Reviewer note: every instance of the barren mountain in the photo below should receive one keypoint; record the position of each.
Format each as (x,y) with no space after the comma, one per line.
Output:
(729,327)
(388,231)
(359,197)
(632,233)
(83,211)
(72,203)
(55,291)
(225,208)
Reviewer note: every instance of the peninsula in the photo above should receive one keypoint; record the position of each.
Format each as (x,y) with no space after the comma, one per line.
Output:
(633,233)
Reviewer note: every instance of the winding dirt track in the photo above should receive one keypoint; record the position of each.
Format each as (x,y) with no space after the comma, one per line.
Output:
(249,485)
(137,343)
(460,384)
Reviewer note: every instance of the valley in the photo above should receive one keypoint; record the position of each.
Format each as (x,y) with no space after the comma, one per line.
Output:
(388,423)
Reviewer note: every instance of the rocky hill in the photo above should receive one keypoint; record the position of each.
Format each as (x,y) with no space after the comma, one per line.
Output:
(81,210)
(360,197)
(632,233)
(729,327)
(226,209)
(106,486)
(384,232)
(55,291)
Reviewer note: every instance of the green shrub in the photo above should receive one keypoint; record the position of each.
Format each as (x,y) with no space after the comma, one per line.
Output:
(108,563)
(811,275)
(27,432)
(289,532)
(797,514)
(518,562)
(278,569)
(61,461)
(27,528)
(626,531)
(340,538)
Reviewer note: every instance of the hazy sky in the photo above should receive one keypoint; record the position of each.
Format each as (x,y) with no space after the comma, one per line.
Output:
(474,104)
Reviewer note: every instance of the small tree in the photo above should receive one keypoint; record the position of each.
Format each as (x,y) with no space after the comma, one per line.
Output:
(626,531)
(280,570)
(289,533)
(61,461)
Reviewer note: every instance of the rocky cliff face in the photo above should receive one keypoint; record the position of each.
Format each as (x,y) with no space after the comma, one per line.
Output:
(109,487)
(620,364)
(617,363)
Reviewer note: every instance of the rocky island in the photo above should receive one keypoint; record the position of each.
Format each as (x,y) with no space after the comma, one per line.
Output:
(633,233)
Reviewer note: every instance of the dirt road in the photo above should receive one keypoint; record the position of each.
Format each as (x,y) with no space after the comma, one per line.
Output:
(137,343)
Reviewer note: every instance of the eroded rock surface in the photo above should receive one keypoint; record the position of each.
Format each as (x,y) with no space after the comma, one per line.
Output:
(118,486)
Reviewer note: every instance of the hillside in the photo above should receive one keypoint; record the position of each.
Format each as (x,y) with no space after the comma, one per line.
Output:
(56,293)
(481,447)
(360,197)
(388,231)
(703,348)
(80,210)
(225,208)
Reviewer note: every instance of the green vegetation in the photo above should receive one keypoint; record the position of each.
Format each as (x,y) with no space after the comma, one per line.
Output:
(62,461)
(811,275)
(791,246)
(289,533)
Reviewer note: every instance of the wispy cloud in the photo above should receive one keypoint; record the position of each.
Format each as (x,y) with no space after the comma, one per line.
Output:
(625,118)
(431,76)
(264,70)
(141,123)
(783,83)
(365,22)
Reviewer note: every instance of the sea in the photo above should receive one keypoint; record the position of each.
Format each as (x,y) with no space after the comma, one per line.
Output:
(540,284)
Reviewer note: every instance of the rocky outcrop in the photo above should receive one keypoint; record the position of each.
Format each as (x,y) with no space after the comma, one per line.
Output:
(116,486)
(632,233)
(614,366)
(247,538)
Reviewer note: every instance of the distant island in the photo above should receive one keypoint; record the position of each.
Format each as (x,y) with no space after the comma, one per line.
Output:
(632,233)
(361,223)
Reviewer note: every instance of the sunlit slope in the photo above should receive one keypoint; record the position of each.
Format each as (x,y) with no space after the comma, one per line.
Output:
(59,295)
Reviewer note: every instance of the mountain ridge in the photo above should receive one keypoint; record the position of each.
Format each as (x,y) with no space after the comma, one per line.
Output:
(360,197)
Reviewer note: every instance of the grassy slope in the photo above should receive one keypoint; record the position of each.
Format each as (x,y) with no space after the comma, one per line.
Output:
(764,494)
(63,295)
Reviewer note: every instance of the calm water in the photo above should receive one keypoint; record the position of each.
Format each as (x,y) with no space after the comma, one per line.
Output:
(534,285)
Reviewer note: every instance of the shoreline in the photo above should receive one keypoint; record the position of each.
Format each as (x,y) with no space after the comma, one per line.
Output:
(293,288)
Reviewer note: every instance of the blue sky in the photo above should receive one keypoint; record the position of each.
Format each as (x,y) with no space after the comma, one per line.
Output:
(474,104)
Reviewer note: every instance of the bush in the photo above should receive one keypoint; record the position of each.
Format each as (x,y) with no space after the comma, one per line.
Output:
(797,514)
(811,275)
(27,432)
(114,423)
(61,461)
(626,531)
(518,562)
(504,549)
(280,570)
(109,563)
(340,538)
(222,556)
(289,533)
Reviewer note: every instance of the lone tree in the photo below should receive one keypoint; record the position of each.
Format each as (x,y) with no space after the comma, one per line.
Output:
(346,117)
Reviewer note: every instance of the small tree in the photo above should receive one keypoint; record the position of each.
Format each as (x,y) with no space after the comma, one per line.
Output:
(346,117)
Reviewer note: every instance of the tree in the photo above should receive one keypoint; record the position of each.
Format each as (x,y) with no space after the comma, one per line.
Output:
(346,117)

+++++

YOUR TASK: Your task is to retype all of the records exactly.

YOUR SOLUTION:
Reviewer note: every instance of the barren mountain in the photo below should receive one keypoint; record the position of each.
Format each as (x,y) with no space after the comma, one per line.
Output:
(729,327)
(388,231)
(359,197)
(632,233)
(83,211)
(72,203)
(55,291)
(225,208)
Reviewer note: every instance of the peninsula in the photo above should receive one keypoint; record the position of each.
Format each as (x,y) with no space after the comma, one per line.
Output:
(633,233)
Reviewer note: every instance of the winding dirt track in the photo above should receive one keypoint; record the position of each.
Format each as (x,y) with no space after the comma, one per line.
Output:
(249,485)
(137,343)
(460,384)
Reviewer note: every instance of the valley in the photo above should receive one keypoint; record the position of each.
Format each as (x,y) with no space after the comma, one per line.
Output:
(388,423)
Reviewer note: every instance of the rocky hill in the photo above should receive one keypoint; record the position of each.
Format each as (x,y) with no space after the comma, one per line.
Output:
(81,210)
(360,197)
(632,233)
(729,327)
(226,209)
(106,486)
(384,232)
(55,291)
Reviewer note: every instance of the green shrub in the photo above should receive one keypoint; record the position of each.
Format each as (x,y) with no space after the comma, one per line.
Output:
(108,563)
(811,275)
(27,432)
(289,532)
(797,514)
(518,562)
(278,569)
(61,461)
(27,528)
(626,531)
(340,538)
Reviewer note: every instance of the hazy sky in the photo above should receive one keypoint; record the position of each.
Format each as (x,y) with no space after the comma, one per line.
Output:
(474,104)
Reviewer note: every instance of the small tree in the photo above should receive one keypoint; record the position of each.
Format each as (x,y) with no space after the comma, one per line.
Output:
(626,531)
(280,570)
(289,533)
(61,461)
Reviewer note: every instance of the rocky cliff face in the photo above should receive one keypoint; record the position of each.
Format each as (x,y) with no space after the comma, one per line.
Output:
(109,487)
(620,364)
(617,363)
Reviewer note: every instance of the rocky island in the photo above should receive one keypoint; record the position of each.
Format each as (x,y) with no space after the comma, one per line.
Output:
(633,233)
Reviewer note: every instance of the dirt road in the photo above should receive one keypoint; record the position of each.
Format each as (x,y) with no space after the comma, one per line.
Output:
(137,343)
Reviewer note: every instance of the eroded rock surface in the photo above should receive one keypoint; record the position of each.
Format each as (x,y) with no space after the comma, one per line.
Output:
(118,486)
Reviewer note: every instance of the hillside in the photo above should receive one keypoint; record the position of each.
Format each as (x,y) with no space after the comma, one per line.
Output:
(56,293)
(481,447)
(360,197)
(388,231)
(703,348)
(80,210)
(225,208)
Reviewer note: every instance of the green vegetation in the photo above should receive one keypoint; record the position of each.
Format each as (x,y) with no space after the comma, one per line.
Output:
(62,461)
(811,275)
(791,246)
(289,533)
Reviewer note: every instance of the wispy cloud in the photo above should receive one keypoint; record the position of each.
Format each as (x,y) with no space after the comma, one per line.
Output:
(625,118)
(431,76)
(264,70)
(141,123)
(783,83)
(365,22)
Reviewer note: every instance of the sea in the photo above should receive one keypoint; record the position of each.
Format each as (x,y) with no space after the comma, one per line.
Output:
(540,284)
Reviewer note: every instance of the rocky outcrop in the photo above should receive one keypoint; record the position of each.
Format each as (x,y) with no space after the comma, one per line.
Output:
(116,486)
(632,233)
(614,366)
(247,538)
Reviewer note: every instance of the distant island in the photo above should receive one keypoint; record the position of each.
Format each as (x,y) with no space after the comma, one per line.
Output:
(632,233)
(361,223)
Reviewer note: every instance of the sunlit slope in the photo above should receive one keypoint; record the position of each.
Format each as (x,y) with no space after the comma, one per line.
Output:
(59,295)
Reviewer note: every instance of the mountain ridge in the photo above should receive one keypoint; record the position of each.
Format each as (x,y) with no space after the comma, one per line.
Output:
(360,197)
Reviewer note: every instance of the grassy slope in the photo above should receive one keypoint; record the position of each.
Format each as (x,y) with no space after the comma, one per line.
Output:
(764,494)
(63,295)
Reviewer note: every instance of the calm water in the photo above should receive one keypoint; record the position of each.
Format each as (x,y) with no space after the comma, one per line.
Output:
(534,285)
Reviewer note: every instance of the shoreline in the photo above should receive one keypoint; record the position of each.
Format each as (x,y) with no space after the comma, one per line.
Output:
(293,288)
Reviewer note: every instance of the blue sky in the photo above should receive one keypoint; record the position of each.
Format each as (x,y) with no space after the comma, one per line.
Output:
(474,104)
Reviewer note: every instance of the bush in the photo above should receive one keypoint; record the position of each.
Format each as (x,y) with no space after the comma, one per line.
Output:
(797,514)
(811,275)
(27,432)
(114,423)
(61,461)
(626,531)
(518,562)
(504,549)
(280,570)
(109,563)
(340,538)
(222,556)
(289,533)
Reviewer note: every instance of the lone tree in the photo below should receive one keypoint; record the position of each.
Format each as (x,y) with no space after the comma, one per line.
Output:
(346,117)
Reviewer note: every instance of the small tree in the photo above should receive one keypoint; record the position of each.
Format each as (x,y) with no space after the comma, one per line.
Output:
(346,117)
Reviewer note: every instance of the tree in the photo above should receive one keypoint; record the position of each.
Format each as (x,y) with no space after the comma, one per line.
Output:
(346,117)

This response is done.